PASSAGE PROVIDED =
A player with a more shots and a more complicated game usually takes longer to develop than someone who is say, mostly a backcourter. The final guys’ match today in Madrid was a perfect example of this. Del Potro vs Murray. Delpo has a pretty simple game – big groundies, big serve – and he basically plays the same on every surface, while Andy still hasn’t found his balance of aggression and patience on clay, preferring the constancy and sure footing of a hard court.
Maybe the rule of thumb is that a player with a lot of variety doesn’t want great variability from the surface because then there’s just too much variability all around. It’s easier to vary your game when the surface is predictable, and you can be cute without worrying about the surface out-cuting you.
Stefan Edberg had a pretty good record on clay; that was surprising, since he was the consummate s&v guy. But his technique was so good, he had such belief in his game, and he was uncomfortable rallying from the back anyway, so his game worked for him on any surface. He had a tricky kick serve, was in on any short ball, had great leaping ability, good reach and a great overhead. In other words, a simple and straightforward s&v guy. He was made to come in.
Federer’s game works well on clay against most guys – you must give him that; but he was into his 20s before he put his shots all together, whereas Nadal started pumping it out at about 18 with a backcourt game with extreme spin – it was pretty limited then but perfect for clay.
Now about Andy Murray. He did the same thing today that he did in his last tournament. He was so patient he got passive and massaged the ball so much he massaged himself out of the tournament. So many short balls. Delpo had a field day slamming them down Andy’s throat. Shades of Steffi vs Sabatini. Stef had a power game built around her FH. Gabbyrella liked to put a lot of junk into her shots; they often landed short, and Stef would make her eat them, over and over.

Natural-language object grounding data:
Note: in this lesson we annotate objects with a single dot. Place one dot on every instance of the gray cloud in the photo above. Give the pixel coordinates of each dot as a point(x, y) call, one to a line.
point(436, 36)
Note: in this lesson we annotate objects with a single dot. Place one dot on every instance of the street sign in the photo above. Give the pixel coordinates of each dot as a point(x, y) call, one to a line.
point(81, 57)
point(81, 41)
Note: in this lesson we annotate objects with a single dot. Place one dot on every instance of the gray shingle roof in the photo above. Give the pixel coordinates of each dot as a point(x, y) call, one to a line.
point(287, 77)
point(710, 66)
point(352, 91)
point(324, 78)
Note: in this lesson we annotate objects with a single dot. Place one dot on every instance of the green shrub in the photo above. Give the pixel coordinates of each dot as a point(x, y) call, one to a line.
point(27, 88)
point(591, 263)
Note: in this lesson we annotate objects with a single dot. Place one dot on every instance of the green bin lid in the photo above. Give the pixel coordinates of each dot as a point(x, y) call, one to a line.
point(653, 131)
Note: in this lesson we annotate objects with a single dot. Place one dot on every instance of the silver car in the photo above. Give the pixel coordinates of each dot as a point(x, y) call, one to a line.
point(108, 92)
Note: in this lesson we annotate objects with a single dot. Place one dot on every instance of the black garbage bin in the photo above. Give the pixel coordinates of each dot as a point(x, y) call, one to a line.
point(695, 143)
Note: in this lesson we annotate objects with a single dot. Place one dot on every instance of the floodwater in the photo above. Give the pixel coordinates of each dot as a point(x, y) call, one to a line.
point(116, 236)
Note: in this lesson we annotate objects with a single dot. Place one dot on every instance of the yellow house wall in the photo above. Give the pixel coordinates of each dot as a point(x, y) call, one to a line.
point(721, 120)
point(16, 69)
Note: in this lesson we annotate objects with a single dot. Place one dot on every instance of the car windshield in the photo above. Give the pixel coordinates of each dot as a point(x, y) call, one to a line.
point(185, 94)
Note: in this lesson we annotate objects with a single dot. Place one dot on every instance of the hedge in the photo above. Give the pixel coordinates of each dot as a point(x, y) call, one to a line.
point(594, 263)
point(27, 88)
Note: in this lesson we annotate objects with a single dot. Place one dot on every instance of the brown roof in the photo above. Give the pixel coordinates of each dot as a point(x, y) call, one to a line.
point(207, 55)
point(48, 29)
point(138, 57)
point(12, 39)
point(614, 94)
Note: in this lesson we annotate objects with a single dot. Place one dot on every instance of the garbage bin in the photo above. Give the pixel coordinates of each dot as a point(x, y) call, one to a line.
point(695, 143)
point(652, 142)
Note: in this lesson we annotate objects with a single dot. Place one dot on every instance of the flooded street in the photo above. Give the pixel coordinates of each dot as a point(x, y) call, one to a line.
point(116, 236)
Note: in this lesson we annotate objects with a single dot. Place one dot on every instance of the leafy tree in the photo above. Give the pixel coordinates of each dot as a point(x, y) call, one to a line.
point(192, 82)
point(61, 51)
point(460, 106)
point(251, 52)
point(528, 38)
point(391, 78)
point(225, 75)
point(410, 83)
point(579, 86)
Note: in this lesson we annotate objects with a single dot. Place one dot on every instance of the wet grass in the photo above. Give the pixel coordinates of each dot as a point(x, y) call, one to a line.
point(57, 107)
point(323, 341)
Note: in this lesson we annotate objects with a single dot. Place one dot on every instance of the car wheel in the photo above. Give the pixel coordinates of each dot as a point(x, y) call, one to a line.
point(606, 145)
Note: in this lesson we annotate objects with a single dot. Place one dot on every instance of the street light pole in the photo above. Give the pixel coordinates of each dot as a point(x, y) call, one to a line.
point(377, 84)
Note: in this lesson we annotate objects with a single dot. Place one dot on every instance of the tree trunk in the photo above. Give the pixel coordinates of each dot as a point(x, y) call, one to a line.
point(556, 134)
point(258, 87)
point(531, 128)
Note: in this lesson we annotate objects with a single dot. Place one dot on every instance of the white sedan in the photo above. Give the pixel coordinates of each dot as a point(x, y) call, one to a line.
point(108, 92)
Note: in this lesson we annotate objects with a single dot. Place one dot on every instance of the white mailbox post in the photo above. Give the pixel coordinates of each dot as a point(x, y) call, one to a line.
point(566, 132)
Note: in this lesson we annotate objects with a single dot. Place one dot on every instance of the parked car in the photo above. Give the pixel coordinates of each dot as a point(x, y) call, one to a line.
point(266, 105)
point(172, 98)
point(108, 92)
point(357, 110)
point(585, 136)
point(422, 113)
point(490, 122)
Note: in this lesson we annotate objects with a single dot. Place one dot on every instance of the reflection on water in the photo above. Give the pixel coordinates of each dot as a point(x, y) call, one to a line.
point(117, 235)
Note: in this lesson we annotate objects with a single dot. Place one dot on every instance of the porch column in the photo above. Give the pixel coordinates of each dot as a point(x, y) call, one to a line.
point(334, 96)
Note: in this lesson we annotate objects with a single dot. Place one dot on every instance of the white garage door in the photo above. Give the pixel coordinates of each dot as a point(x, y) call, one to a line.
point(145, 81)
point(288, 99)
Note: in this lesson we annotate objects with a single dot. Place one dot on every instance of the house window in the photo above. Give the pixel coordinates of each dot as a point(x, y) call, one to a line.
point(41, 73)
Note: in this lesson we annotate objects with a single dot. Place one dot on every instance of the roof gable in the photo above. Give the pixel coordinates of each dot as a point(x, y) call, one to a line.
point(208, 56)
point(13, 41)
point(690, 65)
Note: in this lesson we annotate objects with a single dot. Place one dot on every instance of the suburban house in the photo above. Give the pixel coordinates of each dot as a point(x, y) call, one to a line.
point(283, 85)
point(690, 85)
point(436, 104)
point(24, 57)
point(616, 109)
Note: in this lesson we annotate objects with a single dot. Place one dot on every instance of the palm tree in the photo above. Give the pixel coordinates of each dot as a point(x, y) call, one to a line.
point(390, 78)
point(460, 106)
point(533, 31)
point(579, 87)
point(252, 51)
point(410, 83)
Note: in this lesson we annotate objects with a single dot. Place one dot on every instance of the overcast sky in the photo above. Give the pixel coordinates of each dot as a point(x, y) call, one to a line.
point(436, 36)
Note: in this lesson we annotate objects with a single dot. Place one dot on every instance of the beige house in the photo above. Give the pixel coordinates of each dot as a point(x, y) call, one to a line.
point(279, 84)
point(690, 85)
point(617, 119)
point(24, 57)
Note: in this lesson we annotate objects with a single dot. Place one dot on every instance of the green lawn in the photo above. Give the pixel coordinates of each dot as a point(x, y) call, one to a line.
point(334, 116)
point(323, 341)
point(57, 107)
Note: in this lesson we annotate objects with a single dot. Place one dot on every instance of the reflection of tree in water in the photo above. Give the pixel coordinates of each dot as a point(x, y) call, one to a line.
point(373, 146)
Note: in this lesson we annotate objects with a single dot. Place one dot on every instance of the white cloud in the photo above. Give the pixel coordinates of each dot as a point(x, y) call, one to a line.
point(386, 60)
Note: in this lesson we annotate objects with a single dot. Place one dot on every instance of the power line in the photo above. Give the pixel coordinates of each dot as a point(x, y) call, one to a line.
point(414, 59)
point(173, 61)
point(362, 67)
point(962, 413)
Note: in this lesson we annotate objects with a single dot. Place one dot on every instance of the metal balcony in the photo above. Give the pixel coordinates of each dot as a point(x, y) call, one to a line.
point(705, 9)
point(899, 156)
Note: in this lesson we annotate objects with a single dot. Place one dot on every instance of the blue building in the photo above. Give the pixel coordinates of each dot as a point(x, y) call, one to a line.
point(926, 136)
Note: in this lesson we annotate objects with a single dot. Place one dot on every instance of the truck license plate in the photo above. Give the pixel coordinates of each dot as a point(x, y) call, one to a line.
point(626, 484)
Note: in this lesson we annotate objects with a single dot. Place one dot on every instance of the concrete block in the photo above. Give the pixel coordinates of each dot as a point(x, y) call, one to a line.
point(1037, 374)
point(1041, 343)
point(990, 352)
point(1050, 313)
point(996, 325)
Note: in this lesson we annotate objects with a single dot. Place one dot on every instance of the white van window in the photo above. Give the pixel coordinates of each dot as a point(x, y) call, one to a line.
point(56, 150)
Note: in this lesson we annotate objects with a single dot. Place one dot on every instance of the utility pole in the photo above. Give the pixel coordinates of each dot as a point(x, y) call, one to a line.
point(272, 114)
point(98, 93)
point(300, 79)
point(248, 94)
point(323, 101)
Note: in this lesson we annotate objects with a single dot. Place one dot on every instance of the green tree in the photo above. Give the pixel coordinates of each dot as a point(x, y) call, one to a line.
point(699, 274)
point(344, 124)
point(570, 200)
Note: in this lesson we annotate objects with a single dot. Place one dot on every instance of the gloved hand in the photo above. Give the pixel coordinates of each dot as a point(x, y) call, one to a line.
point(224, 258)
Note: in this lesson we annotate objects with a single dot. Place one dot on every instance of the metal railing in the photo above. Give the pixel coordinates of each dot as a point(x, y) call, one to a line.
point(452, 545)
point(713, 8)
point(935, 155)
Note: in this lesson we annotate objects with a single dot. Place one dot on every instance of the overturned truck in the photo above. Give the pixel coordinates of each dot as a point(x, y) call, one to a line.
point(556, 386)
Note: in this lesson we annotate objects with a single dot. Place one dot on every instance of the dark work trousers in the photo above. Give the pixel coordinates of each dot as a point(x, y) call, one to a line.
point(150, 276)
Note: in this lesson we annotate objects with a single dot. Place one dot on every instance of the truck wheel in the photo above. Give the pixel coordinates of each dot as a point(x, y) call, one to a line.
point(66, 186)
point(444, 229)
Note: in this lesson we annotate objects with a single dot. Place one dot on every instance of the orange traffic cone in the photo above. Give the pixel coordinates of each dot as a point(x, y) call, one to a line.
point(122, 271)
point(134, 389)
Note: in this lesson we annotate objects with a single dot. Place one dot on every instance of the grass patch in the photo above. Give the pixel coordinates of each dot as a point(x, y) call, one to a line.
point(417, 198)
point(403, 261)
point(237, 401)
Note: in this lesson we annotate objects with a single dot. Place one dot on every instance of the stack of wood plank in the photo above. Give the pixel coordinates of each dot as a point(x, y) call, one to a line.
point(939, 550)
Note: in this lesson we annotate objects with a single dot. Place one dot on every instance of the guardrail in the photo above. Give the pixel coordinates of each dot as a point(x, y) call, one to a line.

TO DO =
1. Translate this sentence from the tennis passage into Spanish: "Stefan Edberg had a pretty good record on clay; that was surprising, since he was the consummate s&v guy."
2. Copy out the part of the tennis passage that opens with the words "A player with a more" and closes with "surface out-cuting you.".

YOUR WRITTEN ANSWERS =
1. Stefan Edberg tenía un historial bastante bueno en tierra batida; eso resultaba sorprendente, ya que era el jugador de saque y volea por excelencia.

2.
A player with a more shots and a more complicated game usually takes longer to develop than someone who is say, mostly a backcourter. The final guys’ match today in Madrid was a perfect example of this. Del Potro vs Murray. Delpo has a pretty simple game – big groundies, big serve – and he basically plays the same on every surface, while Andy still hasn’t found his balance of aggression and patience on clay, preferring the constancy and sure footing of a hard court.
Maybe the rule of thumb is that a player with a lot of variety doesn’t want great variability from the surface because then there’s just too much variability all around. It’s easier to vary your game when the surface is predictable, and you can be cute without worrying about the surface out-cuting you.